* Start Material supplied *

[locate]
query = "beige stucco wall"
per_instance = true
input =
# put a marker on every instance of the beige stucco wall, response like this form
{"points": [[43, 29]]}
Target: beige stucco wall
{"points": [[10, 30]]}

* End Material supplied *

** What the task requires **
Copy the data above line for line, without altering anything.

** Problem solution **
[locate]
query = "beige stucco wall"
per_instance = true
input =
# put a marker on every instance of the beige stucco wall, response like this form
{"points": [[43, 29]]}
Target: beige stucco wall
{"points": [[10, 30]]}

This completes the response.